**WHAT YOU HAVE TO DO**
Each line of the listing below containing the word "boat" should be returned.

**DATA IN THIS EXERCISE**

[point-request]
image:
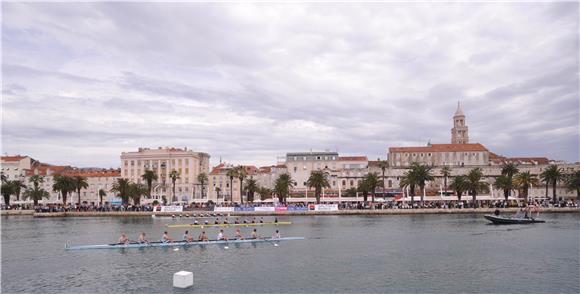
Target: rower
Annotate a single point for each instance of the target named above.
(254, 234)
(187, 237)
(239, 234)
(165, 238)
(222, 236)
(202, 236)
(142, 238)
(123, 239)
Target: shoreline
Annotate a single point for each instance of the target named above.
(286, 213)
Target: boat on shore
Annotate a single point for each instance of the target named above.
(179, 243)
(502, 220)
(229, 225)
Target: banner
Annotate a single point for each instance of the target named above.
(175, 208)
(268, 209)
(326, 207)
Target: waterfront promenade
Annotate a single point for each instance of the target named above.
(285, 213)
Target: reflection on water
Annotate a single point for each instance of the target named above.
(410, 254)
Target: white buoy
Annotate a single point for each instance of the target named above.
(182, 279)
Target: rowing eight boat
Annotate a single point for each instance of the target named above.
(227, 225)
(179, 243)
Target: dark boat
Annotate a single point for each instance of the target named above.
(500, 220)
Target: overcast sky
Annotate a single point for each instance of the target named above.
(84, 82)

* * *

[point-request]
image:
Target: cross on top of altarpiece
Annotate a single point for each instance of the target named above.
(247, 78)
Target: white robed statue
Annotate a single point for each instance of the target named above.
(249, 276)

**ANSWER BOX**
Target: boat on shore
Target: rowing eight boat
Target: dark boat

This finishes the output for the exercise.